__Document text__:
BEGIN

Norman Yakeleya Sahtu

he Minister of Public Works gave me a very interesting fact sheet. The last paragraph in the fact sheet talks about the CHAP program. Through the CHAP program with the registered hunters and trappers in the communities, can they take this fund, walk down the street with their jerry can, go to the gas station, would they be able to, through this program, pay for the fuel that the petroleum products sells through their community government clients? They pay a lower price than the regular clients. Can that happen?

David Ramsay

David Ramsay Kam Lake

Thank you. Where the funds are administered and handled by local organizations at the community level, the money would be given to communities and it would be up to the community, in my estimation, on what they spend that money on, and if it’s fuel to get out for a community hunt or a community harvest, that’s what that fund could be used for and that’s what communities could be putting that money toward. Thank you.

END

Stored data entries

BEGIN

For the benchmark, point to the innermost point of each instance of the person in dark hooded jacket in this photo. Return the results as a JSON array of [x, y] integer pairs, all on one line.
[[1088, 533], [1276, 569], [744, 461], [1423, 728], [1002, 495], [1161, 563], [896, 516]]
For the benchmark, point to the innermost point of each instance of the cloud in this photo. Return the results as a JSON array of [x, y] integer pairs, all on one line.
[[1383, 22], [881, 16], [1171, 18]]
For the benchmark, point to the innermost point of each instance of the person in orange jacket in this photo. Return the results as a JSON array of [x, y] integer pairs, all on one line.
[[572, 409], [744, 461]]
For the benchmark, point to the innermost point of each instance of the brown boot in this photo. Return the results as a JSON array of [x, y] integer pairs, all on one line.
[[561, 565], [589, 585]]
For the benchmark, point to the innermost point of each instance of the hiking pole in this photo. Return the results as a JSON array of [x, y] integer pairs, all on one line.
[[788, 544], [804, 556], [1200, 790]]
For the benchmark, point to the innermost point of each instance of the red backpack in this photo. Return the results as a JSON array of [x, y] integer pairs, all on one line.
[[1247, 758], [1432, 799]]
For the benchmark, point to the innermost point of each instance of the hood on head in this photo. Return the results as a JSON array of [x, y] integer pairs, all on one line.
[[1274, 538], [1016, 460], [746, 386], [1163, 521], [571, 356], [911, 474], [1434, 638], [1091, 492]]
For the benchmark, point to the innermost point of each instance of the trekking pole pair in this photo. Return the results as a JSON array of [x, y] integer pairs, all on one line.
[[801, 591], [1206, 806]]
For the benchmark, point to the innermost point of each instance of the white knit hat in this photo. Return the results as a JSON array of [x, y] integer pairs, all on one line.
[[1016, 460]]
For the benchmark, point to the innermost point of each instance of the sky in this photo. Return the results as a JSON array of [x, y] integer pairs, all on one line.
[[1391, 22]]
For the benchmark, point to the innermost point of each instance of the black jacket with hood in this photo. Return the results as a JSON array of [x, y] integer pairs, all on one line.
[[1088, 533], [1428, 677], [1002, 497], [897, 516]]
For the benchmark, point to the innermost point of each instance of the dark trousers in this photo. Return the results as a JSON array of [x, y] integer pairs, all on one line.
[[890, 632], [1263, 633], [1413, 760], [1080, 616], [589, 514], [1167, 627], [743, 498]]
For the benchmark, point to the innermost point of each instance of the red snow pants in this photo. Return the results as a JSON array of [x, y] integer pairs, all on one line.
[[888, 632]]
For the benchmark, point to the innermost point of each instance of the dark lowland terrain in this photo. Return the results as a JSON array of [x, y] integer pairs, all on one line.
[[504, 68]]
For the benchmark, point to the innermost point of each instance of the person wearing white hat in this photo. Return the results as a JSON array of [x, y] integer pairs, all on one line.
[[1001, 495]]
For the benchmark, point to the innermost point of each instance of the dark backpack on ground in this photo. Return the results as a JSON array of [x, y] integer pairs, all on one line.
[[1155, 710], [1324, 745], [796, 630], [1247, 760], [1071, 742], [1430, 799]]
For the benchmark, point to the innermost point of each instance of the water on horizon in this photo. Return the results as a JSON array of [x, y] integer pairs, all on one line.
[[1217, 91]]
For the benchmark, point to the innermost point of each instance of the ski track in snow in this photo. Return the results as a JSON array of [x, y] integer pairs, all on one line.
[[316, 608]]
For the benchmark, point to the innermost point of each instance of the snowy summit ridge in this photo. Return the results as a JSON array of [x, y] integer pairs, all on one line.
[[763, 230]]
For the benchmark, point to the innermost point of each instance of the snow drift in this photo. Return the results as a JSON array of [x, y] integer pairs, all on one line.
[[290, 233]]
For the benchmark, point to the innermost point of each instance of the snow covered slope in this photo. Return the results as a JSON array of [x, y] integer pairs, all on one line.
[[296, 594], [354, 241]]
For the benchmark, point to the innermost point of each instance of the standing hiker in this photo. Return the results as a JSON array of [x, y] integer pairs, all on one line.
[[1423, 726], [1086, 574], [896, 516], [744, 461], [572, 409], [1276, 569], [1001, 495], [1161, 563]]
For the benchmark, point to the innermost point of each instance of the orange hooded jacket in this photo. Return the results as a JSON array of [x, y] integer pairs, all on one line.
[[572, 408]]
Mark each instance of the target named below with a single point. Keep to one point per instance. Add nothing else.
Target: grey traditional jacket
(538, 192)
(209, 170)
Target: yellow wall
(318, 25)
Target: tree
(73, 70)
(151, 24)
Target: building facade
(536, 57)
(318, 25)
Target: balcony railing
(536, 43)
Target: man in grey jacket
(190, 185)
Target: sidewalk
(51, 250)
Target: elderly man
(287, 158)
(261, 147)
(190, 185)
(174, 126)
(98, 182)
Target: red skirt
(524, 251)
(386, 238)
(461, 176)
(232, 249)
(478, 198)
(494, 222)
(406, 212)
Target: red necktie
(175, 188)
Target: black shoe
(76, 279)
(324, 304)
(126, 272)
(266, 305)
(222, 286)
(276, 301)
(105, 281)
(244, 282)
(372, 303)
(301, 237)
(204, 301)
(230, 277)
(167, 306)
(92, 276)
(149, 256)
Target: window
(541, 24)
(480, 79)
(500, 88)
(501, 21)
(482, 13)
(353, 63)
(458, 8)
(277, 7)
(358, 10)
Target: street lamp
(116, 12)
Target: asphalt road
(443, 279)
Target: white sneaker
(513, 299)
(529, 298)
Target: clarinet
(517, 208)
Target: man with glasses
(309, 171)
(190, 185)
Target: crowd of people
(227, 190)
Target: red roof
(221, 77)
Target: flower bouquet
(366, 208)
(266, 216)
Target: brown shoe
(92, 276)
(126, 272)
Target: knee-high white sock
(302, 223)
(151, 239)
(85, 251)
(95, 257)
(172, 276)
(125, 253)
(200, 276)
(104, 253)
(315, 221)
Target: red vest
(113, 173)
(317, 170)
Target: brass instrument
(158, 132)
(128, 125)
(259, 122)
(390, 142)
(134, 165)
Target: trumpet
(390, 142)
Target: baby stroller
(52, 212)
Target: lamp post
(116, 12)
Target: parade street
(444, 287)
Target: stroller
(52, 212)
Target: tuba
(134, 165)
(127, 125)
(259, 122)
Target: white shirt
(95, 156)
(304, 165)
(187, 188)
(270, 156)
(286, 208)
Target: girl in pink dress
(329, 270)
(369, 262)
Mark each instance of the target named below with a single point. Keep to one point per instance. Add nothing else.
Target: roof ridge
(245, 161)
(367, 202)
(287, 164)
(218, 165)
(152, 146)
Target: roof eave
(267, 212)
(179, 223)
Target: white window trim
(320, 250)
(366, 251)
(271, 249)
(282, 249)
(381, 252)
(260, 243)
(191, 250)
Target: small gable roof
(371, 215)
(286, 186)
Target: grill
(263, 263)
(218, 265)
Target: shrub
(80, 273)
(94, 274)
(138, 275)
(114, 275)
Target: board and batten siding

END

__Problems to solve__:
1 - Sum up the CHAP program exchange in two sentences.
2 - Extend the CHAP program exchange, starting after its last sentence.
The rows have nothing to do with the CHAP program exchange.

__Exercise results__:
1 - Norman Yakeleya of Sahtu asks whether registered hunters and trappers could use CHAP program funds to buy fuel at the gas station at the lower price that community government clients pay. David Ramsay of Kam Lake answers that where local organizations handle the funds, the money goes to communities, and it is up to them how to spend it, including on fuel for a community hunt or harvest.

2 -
Norman Yakeleya

Norman Yakeleya Sahtu

So my understanding is each type of customer that purchases fuel through the petroleum products division has its own pricelist. There are 10 types of customers, including the general public who pays whatever price they have now, the GNWT, boards and agencies, community governments, federal governments and others.

Can the community harvesters, registered trappers and hunters, be deemed as one of these 10 types of customers that could go to the gas station and under the community government clients pay a lower price than the regular customers? That’s what I’m asking.

David Ramsay

David Ramsay Kam Lake

Yes, I understand the Member’s concern and the Member’s question. That is something that we’ll look into and I can supply the Member with a response. Thank you.

The Speaker

The Speaker Jackie Jacobson

Thank you, Mr. Ramsay. Final, short supplementary, Mr. Yakeleya.

Norman Yakeleya

Norman Yakeleya Sahtu

Thank you, Mr. Speaker. I look forward to the response from the Minister. Certainly this would help the trappers all down the Mackenzie Valley up to the Beaufort Sea. If the trappers can get some relief, get some support, because the fuel is something that is detrimental to their way of life, unless there’s a program to get the dog teams back in place so they can be used in the communities again. So can the Minister do this within the next three months?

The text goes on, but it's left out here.